SET EXERCISE
Please copy the Georgia pilgrimage post from the words "New church being" through the words "eggs and meat.", replacing "farmer" with "villager".

EXCERPTED TEXT
● ● ● ● ●
My book Why Religions Work explores religious tolerance issues. It could not be more relevant at the moment with the world in its present state.
This blog has concentrated recently on the wonderful pilgrimages I have been on - to the Holy Land and to Turkey and more recently to Holy Georgia , Greece "In the Steps of St Paul" , Ethiopia and most recently my experiences in Iran.

"If I was allowed another life I would go to all the places of God's Earth. What better way to worship God than to look on all his works?" from The Chains of Heaven: an Ethiopian Romance Philip Marsden

Showing posts with label Ananuri. Show all posts
Showing posts with label Ananuri. Show all posts

Monday, 4 August 2014

Sighnaghi, Bodbe convent and Kvelatsminda - our pilgrimage to Georgia continues...



Snickerse for sale in Sighnaghi
This is the sixth full day of our pilgrimage to the Holy Christian sites of Caucasian Georgia. We are now heading towards the fortified town of Sighnaghi, situated towards the south eastern end of the fertile 170km long valley of the River Alazani, a major wheat and grape growing part of the country. We have quite a journey ahead of us again, and I take up my usual position pressed to the window, camera at the ready, anxious to take in as much detail as possible from the passing scenery. I find it hard to understand those who have paid quite a bit of money to come all this way to see this lovely country, only to spend each leg of the coach journey buried in their kindles and watching films on their tablets. It takes all sorts, I guess.
St Nino church at Bodbe Convent

Again we see all the huge trucks lined up along the roadside with nowhere to go - the road north into Russia blocked by landslides. It reminds me of Operation Stack in Kent, when the ports at Dover or the Channel Tunnel are not functioning properly and our "truckies" have to moor up alongside the M20 motorway while they wait for the back log to clear.

There are skeins of sheep's wool hanging out, presumably to dry before being spun. I continue to be fascinated by the resourcefulness of the country people here who manage to make fencing out of pretty much anything they can lay their hands on: old bedspreads, bed heads, the railings out of old cemeteries, branches from bushes and trees, corrugated iron, what look alarmingly like corrugated asbestos sheets, and I even saw old concrete railway sleepers set on their ends and used as a wall around a garden in Gori the other day.
New church being built at Bodbe
Not far from Ananuri I see that a farmer has controlled the flow of the stream to create a small pond in his garden, presumably to breed trout for food. I would imagine that garden aesthetics must have a practical purpose in such a poor area of such a poor country. Gardens here have to be productive and not necessarily beautiful. Many people are growing their own potatoes, and there are plenty of free range chickens around, supplying eggs and meat.
● ● ● ● ●
SOURCE DATA
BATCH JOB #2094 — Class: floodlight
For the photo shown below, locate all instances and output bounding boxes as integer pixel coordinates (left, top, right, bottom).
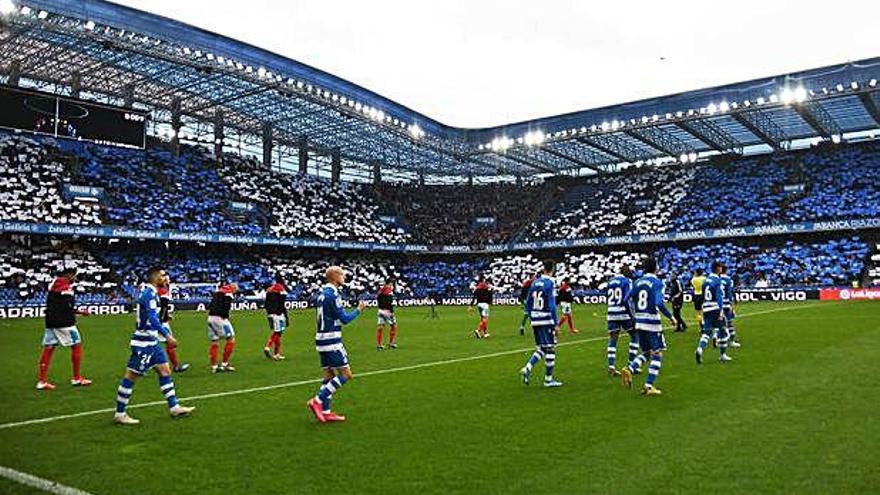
● ● ● ● ●
WRITTEN REPLY
New church being built at Bodbe
Not far from Ananuri I see that a villager has controlled the flow of the stream to create a small pond in his garden, presumably to breed trout for food. I would imagine that garden aesthetics must have a practical purpose in such a poor area of such a poor country. Gardens here have to be productive and not necessarily beautiful. Many people are growing their own potatoes, and there are plenty of free range chickens around, supplying eggs and meat.